== Problems ==
a) Translate this sentence from the MongoDB post into Spanish: "In case you would like to learn more about MongoDB then I have good news for you – MongoDB Inc. provides a number of very well made online courses catering to various languages."
b) The MongoDB post calls MongoDB's strengths "a bag of goodies." List every item in that group.

MongoDB – State of the R
Want to share your content on R-bloggers? click here if you have a blog, or here if you don't.
Naturally there are two reasons for why you need to access MongoDB from R:
- MongoDB is already used for whatever reason and you want to analyze the data stored therein
- You decide you want store your data in MongoDB instead of using native R technology like data.table or data.frame
In-memory data storage like data.table is very fast especially for numerical data, provided the data actually fits into your RAM – but even then MongoDB comes along with a bag of goodies making it a tempting choice for a number of use cases:
- Flexible schema-less data structures
- spatial and textual indexing
- spatial queries
- persistence of data
- easily accessible from other languages and systems
In case you would like to learn more about MongoDB then I have good news for you – MongoDB Inc. provides a number of very well made online courses catering to various languages. An overview you may find here.

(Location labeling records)
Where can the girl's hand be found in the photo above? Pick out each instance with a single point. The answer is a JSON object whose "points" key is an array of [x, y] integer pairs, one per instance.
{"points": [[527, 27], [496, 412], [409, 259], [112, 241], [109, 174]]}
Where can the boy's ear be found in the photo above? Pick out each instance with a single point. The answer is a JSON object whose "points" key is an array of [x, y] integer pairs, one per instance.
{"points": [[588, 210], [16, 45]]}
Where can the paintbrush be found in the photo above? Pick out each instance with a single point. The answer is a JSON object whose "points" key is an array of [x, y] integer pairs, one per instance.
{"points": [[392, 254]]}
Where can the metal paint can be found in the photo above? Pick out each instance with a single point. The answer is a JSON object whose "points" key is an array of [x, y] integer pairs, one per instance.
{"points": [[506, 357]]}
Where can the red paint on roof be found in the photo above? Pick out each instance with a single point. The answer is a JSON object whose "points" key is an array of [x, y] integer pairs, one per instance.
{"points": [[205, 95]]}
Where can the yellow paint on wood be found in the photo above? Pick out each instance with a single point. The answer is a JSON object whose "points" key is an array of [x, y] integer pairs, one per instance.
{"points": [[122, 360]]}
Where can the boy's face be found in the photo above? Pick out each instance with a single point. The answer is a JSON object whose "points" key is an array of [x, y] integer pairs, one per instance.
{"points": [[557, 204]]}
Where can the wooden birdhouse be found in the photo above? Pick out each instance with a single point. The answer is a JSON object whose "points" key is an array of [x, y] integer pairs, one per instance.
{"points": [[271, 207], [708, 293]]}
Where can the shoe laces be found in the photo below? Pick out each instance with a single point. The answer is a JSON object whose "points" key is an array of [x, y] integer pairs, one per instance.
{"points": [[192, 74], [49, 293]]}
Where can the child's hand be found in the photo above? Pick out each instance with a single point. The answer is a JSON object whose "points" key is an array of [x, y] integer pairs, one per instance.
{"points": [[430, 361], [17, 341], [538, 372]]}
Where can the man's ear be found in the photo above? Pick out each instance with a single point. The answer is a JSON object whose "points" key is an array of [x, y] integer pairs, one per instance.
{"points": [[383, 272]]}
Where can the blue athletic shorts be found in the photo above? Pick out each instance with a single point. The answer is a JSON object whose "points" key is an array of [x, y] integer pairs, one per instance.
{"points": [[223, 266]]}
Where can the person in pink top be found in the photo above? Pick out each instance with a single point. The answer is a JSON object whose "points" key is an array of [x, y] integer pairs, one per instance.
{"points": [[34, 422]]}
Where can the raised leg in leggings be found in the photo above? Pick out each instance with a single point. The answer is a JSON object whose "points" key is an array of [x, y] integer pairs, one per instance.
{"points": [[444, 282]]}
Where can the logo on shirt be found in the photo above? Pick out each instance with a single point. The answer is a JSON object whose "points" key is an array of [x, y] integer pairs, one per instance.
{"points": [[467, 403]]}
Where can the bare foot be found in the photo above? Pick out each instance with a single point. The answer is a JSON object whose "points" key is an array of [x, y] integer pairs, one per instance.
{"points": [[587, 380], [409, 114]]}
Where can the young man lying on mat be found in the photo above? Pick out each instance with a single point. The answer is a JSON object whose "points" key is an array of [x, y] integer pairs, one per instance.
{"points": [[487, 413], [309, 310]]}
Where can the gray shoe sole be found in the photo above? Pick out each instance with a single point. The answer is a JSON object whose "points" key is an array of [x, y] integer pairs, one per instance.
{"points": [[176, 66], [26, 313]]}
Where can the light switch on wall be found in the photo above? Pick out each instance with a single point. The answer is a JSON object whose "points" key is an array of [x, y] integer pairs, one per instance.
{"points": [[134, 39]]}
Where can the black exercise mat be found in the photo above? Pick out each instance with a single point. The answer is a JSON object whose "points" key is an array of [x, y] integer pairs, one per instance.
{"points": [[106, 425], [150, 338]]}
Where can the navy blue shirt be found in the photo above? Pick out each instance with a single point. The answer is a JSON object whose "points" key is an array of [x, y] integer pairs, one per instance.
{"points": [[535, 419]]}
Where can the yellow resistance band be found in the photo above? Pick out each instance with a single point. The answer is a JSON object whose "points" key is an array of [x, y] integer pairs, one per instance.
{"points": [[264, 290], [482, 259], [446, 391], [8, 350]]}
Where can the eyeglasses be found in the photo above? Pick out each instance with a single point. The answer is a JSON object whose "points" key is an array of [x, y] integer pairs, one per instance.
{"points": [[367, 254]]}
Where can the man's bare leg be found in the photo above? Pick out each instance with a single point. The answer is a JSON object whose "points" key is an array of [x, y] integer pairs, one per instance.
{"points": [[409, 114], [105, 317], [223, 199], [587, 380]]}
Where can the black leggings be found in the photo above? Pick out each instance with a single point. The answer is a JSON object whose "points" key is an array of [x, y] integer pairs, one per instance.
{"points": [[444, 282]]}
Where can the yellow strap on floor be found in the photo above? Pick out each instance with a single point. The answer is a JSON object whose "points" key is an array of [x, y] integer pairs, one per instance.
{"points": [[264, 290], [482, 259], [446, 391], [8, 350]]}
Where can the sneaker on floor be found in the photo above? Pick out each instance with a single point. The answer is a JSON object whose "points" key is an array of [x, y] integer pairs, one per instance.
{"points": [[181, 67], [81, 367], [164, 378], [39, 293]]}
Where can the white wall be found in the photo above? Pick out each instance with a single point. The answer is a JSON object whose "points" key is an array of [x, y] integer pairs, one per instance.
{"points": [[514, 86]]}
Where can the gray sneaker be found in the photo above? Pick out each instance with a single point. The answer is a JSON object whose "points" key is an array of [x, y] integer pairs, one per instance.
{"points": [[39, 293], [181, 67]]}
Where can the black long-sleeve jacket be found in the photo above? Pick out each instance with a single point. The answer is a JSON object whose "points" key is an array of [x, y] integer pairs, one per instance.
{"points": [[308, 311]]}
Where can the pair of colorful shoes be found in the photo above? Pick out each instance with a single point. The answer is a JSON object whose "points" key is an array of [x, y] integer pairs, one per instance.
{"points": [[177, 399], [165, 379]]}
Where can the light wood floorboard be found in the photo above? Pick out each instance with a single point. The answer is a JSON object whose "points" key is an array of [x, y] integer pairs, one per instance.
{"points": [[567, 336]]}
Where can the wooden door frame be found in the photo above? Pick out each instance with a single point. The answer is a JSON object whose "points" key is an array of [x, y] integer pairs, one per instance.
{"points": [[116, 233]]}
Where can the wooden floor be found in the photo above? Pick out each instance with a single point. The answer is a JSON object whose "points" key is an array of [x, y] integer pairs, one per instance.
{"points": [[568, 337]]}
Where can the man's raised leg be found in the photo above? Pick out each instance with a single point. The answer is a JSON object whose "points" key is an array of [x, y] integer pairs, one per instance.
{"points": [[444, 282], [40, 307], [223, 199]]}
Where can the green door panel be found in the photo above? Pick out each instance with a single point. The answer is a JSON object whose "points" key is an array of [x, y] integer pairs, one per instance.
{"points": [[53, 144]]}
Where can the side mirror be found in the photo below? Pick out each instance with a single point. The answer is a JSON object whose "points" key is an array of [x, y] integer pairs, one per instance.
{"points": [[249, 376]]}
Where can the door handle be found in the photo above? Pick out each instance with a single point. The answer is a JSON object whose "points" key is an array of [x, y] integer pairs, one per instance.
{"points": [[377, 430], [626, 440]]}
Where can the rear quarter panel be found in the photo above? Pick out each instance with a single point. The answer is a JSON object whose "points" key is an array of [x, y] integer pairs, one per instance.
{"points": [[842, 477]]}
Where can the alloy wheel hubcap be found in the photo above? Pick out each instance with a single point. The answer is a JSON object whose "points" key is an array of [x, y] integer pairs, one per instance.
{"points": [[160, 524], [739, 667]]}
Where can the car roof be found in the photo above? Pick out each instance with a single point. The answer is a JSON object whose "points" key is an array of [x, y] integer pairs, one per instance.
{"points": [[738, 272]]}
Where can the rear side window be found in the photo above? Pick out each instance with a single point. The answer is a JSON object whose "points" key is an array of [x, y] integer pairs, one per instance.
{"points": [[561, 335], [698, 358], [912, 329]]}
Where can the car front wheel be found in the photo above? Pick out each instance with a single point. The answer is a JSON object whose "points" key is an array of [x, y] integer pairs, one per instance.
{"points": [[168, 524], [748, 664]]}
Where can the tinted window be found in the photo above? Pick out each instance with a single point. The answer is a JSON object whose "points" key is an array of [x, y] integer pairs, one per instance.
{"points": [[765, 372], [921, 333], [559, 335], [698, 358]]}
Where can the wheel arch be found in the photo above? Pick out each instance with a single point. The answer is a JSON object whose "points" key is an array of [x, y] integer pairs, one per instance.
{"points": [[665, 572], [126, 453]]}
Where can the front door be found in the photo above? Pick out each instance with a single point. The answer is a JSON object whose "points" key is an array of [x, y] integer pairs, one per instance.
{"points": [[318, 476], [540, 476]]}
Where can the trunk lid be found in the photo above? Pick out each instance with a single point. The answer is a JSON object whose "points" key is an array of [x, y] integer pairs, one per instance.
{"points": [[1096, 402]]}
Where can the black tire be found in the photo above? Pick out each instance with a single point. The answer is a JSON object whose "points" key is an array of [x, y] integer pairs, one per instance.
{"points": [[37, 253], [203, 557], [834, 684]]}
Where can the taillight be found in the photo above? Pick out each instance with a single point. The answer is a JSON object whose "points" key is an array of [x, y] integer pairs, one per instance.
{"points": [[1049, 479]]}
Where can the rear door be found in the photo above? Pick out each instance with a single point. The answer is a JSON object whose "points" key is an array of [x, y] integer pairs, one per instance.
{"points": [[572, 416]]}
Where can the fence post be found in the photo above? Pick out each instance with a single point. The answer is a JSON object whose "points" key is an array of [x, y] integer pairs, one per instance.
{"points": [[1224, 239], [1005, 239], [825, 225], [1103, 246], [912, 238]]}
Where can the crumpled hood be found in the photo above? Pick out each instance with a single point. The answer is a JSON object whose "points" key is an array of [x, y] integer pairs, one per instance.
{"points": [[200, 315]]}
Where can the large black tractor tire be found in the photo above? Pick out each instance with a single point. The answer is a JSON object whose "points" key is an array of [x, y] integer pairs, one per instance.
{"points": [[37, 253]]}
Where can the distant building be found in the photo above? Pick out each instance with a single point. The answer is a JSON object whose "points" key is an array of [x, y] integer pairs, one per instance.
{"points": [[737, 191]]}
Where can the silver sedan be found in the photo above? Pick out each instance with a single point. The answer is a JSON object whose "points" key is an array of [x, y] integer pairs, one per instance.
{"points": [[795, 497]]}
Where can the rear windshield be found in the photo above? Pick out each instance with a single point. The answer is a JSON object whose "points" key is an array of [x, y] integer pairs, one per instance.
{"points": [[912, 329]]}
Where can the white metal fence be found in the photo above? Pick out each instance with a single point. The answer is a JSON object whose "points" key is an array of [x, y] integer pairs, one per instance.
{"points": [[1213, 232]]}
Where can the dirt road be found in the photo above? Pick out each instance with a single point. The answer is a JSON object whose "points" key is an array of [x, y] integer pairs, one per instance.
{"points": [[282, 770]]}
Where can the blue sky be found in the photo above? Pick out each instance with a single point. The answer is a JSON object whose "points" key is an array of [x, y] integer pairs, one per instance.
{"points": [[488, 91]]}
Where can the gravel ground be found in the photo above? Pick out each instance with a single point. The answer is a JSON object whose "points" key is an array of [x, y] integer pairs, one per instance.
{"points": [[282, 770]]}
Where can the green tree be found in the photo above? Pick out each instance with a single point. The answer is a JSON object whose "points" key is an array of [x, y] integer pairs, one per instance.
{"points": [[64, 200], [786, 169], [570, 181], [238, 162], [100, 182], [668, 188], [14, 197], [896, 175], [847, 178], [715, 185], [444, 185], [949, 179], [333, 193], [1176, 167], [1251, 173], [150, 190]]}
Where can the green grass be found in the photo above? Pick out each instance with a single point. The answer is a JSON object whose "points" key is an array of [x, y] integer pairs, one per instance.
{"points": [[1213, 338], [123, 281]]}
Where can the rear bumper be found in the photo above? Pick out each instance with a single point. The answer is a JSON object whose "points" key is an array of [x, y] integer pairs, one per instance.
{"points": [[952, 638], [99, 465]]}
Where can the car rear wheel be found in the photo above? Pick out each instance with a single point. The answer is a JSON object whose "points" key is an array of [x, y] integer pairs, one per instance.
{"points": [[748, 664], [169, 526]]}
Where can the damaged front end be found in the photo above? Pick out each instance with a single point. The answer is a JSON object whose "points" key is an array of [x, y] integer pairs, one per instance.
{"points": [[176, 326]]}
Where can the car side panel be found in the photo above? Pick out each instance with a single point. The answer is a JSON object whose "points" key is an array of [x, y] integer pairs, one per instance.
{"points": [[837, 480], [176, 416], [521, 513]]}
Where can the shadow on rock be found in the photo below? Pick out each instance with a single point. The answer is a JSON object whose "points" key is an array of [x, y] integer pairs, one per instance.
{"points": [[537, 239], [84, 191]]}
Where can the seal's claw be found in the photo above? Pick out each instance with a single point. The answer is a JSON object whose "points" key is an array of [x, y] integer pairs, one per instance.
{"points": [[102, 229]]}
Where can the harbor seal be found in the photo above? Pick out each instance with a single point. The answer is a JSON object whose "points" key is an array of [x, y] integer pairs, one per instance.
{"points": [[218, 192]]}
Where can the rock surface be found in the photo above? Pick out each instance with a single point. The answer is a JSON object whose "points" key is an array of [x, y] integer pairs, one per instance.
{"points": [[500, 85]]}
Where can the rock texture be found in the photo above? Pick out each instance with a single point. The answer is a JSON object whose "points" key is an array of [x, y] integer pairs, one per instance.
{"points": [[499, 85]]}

== Answers to the exercise ==
a) Si quieres aprender más sobre MongoDB, tengo buenas noticias para ti: MongoDB Inc. ofrece varios cursos en línea muy bien hechos, dirigidos a distintos lenguajes.

b)
- Flexible schema-less data structures
- Spatial and textual indexing
- Spatial queries
- Persistence of data
- Easily accessible from other languages and systems